■ **Object location annotation data**:
- - -
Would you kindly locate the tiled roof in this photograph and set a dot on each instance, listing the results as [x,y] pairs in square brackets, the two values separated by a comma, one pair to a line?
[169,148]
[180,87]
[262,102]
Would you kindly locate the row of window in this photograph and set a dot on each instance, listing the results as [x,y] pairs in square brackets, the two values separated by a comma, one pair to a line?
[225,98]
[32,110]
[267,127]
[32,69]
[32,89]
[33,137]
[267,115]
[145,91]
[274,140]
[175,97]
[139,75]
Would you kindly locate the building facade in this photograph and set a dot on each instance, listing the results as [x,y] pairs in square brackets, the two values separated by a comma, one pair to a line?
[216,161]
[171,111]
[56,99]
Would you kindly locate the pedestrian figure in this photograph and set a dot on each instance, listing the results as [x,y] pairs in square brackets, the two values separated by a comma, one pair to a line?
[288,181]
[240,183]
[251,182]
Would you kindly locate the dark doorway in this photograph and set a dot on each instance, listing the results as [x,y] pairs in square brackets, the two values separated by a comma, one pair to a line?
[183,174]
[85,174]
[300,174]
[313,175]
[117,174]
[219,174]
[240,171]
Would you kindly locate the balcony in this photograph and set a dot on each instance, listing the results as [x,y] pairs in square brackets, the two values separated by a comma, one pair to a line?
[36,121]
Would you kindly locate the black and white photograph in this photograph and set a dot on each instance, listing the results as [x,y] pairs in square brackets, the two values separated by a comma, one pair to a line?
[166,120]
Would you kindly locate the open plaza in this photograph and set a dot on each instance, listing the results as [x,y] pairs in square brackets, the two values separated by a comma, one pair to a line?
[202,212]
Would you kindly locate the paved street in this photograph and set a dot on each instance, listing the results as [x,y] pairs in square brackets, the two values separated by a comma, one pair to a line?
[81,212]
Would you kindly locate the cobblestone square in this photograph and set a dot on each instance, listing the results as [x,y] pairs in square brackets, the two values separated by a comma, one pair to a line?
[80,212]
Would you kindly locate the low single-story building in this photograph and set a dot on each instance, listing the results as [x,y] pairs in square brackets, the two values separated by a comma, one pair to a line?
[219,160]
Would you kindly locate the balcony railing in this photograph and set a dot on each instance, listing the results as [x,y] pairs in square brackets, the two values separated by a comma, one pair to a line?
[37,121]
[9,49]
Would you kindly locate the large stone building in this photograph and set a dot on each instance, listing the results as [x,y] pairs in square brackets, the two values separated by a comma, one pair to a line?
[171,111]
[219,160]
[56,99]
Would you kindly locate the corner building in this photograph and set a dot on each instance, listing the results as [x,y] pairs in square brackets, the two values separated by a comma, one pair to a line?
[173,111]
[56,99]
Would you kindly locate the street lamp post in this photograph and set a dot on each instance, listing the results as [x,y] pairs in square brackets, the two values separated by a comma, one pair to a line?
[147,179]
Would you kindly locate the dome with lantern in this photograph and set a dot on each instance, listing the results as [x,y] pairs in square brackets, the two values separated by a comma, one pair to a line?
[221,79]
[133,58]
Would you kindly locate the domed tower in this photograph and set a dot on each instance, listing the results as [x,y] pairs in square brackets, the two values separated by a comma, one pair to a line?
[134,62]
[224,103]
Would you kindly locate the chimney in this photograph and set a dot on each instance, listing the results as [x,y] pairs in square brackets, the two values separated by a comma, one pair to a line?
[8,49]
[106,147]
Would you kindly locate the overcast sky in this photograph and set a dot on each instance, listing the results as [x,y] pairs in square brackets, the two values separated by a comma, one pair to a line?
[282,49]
- - -
■ **WHAT TO WORK ON**: Rewrite the records from the line with "Would you kindly locate the chimney" through the end of the records, replacing "chimney" with "smokestack" and leaving everything else unchanged.

■ **ANSWER TO THE EXERCISE**:
Would you kindly locate the smokestack in this photograph and set a dot on each instance, listing the results as [x,y] pairs in square brackets, the two values separated by a comma, one pair to a line?
[8,49]
[106,147]
Would you kindly locate the overcast sky in this photograph and set a dot on each instance, listing the results as [x,y] pairs in square brackets, the two values separated by a comma, one pair to a line?
[282,49]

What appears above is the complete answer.